Object position labeling records:
• • • • • • •
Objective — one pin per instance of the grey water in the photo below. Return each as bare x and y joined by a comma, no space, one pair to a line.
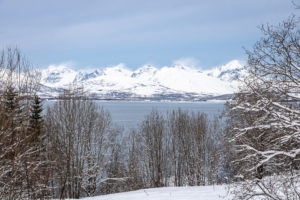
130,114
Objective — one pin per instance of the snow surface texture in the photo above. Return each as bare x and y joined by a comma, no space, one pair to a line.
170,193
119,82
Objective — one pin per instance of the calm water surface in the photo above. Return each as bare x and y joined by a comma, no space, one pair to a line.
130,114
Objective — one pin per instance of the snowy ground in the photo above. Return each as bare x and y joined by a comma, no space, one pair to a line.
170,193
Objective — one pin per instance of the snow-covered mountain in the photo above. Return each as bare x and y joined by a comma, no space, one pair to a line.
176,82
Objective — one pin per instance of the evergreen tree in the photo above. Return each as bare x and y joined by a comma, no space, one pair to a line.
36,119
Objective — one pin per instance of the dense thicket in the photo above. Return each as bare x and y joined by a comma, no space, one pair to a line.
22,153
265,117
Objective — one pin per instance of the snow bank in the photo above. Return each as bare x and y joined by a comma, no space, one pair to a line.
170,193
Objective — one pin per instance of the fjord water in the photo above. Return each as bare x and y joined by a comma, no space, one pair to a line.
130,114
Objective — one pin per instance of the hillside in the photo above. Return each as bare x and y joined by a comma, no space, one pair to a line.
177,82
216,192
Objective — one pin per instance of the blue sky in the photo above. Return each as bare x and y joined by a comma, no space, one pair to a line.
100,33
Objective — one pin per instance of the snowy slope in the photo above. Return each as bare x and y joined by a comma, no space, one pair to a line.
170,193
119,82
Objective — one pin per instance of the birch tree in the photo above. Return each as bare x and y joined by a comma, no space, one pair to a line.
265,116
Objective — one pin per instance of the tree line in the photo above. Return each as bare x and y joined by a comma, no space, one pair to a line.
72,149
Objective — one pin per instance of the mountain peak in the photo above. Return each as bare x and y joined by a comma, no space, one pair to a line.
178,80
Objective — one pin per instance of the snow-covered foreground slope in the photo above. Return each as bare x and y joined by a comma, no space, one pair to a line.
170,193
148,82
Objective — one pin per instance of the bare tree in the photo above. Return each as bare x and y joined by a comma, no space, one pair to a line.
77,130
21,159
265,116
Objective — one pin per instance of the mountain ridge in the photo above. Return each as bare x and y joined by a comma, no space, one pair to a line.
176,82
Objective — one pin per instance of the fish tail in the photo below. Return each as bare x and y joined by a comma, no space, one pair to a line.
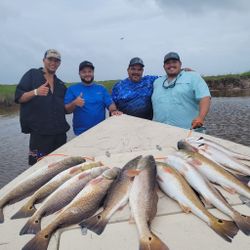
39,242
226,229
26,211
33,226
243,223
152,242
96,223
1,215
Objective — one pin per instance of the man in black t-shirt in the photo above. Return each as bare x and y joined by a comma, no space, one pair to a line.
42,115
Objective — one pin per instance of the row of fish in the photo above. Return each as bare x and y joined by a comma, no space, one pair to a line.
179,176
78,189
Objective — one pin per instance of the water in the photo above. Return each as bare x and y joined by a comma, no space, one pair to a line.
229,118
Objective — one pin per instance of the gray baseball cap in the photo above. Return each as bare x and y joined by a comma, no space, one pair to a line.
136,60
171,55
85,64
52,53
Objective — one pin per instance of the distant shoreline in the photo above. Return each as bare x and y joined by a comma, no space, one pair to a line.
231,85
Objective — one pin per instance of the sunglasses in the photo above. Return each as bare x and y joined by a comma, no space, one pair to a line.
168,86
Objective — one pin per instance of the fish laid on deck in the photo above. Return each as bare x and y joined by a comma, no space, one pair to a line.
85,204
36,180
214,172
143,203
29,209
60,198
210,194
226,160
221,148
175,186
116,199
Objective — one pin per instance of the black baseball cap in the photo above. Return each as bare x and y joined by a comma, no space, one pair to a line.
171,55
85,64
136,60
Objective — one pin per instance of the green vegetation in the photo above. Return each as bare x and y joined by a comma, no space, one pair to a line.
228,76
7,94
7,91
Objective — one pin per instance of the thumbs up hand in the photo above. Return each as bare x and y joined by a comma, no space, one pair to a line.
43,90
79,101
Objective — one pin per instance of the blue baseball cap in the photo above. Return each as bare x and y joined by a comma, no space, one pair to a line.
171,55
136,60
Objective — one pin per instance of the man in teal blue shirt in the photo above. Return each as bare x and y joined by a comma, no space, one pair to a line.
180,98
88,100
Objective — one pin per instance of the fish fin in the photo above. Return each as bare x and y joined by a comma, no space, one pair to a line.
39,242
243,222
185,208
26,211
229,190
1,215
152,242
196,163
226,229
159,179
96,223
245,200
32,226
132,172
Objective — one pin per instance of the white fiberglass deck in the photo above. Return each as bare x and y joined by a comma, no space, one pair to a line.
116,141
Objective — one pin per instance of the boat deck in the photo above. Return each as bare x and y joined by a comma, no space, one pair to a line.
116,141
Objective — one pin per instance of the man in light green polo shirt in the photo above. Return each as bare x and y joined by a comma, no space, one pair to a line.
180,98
• • • • • • •
--- Directions ---
Copy every one of the records above word for word, leaving out the pictures.

--- Written solution ---
Objective — one pin per instance of the grey water in the photo below. Return each as bare x and y joined by a comma, no space, one pair to a line.
130,114
Objective — one pin per instance of the snow surface texture in the photo above. Return each as bare x and y joined by a comma, no space, one pair to a line.
170,193
119,82
Objective — one pin per instance of the calm water surface in the photo above. Return each as bare x and y joined by a comma, no space, one pair to a line.
130,114
Objective — one pin per instance of the snowy ground in the photo above. Return each as bare x and y joined by a comma, no space, one pair to a line.
170,193
Objective — one pin per instance of the snow-covered mountain in the photo above. Return each as bare x and y joined by a comma, no space, one pair to a line.
176,82
Objective — one pin per instance of the evergreen tree in the photo above. Return each as bare x and y joined by a comma, no space, one pair to a line.
36,119
Objective — one pin per instance of the dense thicket in the photo above. Return each as bare x and y joined by a comma, no space, one pair to a line.
22,153
265,117
Objective — one pin per instance of the snow bank in the photo above. Return each as bare x and y joined by a comma, no space, one pair to a line.
170,193
Objective — one pin per instance of the fjord water in the photo above. Return each as bare x and y joined by a comma, no space, one pair to a line.
130,114
Objective — one pin per instance of the hillside in the photo above. Return each as bare x and y joined by a comma, no space, one pair to a line.
177,82
216,192
Objective — one pin per instance of the blue sky in the photo above. Return each as bare x and y joined by a comma, no space, one pair to a line.
100,33
Objective — one pin per instance of the snowy slope in the photo above. Return each as bare x and y joined by a comma, no space, one pair to a line.
170,193
119,82
Objective — one pin per instance of the birch tree in the photo above. Return each as bare x and y joined by a comma, no space, one pair to a line.
265,116
Objective — one pin per instance of the tree line in the photo above. Return each as bare x and y joined by a comma, no space, one pair to a line.
72,149
Objective — one pin per instance of the mountain peak in the photo above. Return each as bare x and y joined by a comma, no space, one pair to a line.
178,80
Objective — one pin per instance of the snow-covered foreground slope in the photo above. Return each as bare x and y joined by a comma, no space, one pair to a line.
170,193
148,82
Objective — one pin per instance of the bare tree in the photo above. Return each as bare x and y joined by a comma, no space, one pair to a line.
77,130
21,159
265,116
Objective — one pin per instance of the mountain ridge in the photo above. Return each as bare x and y joined by a comma, no space, one pair to a line.
176,82
Objective — one pin per instance of the fish tail in the photo below. Return each as bare x and y joined by a comma, no space, one pair to a line.
39,242
226,229
26,211
33,226
243,223
152,242
96,223
1,215
Objective — one pin per instance of the man in black t-shirt in the photo above. Return each as bare x and y joined by a comma, no space, one pair to a line.
42,115
Objective — one pin per instance of the row of fish in the photo above. Return each as bare x and y joined by a comma, no space, one pair to a line.
179,176
78,189
Objective — one pin per instance of the water in the photo above. Return each as bare x and y joined by a comma, no space, one pair to a line.
229,118
Objective — one pin per instance of the gray baseball cap in the photo above. Return each as bare x and y joined by a comma, no space, one pair to a line.
136,60
171,55
85,64
52,53
Objective — one pin per instance of the distant shoreline in the photo above. Return each as bare x and y joined by a comma, no space, one pair to a line.
231,85
Objective — one pin per instance of the sunglasses in the photo above. Return each as bare x and y joined by a comma, no space, one pair to a line.
168,86
Objective — one pin per instance of the fish laid on deck in the photo above. Return each as bare x and y joined by a comma, no space, one pair to a line.
85,204
36,180
214,172
143,203
29,209
60,198
210,194
226,160
221,148
175,186
116,199
Objective — one pin per instance of the black baseball cap in the photo above. Return each as bare x and y joined by a comma, no space, one pair to a line.
171,55
85,64
136,60
Objective — one pin per instance of the green vegetation in the photo above. Return each as bare x and y joined by a comma, no space, one pair to a line.
228,76
7,94
7,91
Objective — one pin per instance of the thumbs up hand in the photo above. Return each as bare x and y joined by a comma, no space, one pair to a line.
43,90
79,101
Objective — one pin per instance of the blue baseball cap in the photo above. Return each as bare x and y joined by a comma, no space, one pair to a line.
171,55
136,60
Objective — one pin per instance of the man in teal blue shirt in the photo above. Return each as bare x and y joined by a comma, no space, one pair to a line.
180,98
88,100
Objective — one pin per instance of the fish fin in the photo above. Return each as bare x and y joined by a comma, no space, one pair to a line.
39,242
243,222
185,208
26,211
229,190
1,215
152,242
196,163
226,229
159,179
96,223
245,200
32,226
132,172
Objective — one pin per instance of the white fiberglass deck in the photo above. Return each as bare x and y joined by a comma, no space, one pair to a line.
116,141
Objective — one pin per instance of the boat deck in the photo above. Return each as bare x and y joined by a comma, no space, one pair to a line.
116,141
Objective — one pin per instance of the man in light green polo shirt in the photo above. Return each as bare x and y joined by a comma, no space, one pair to a line.
180,98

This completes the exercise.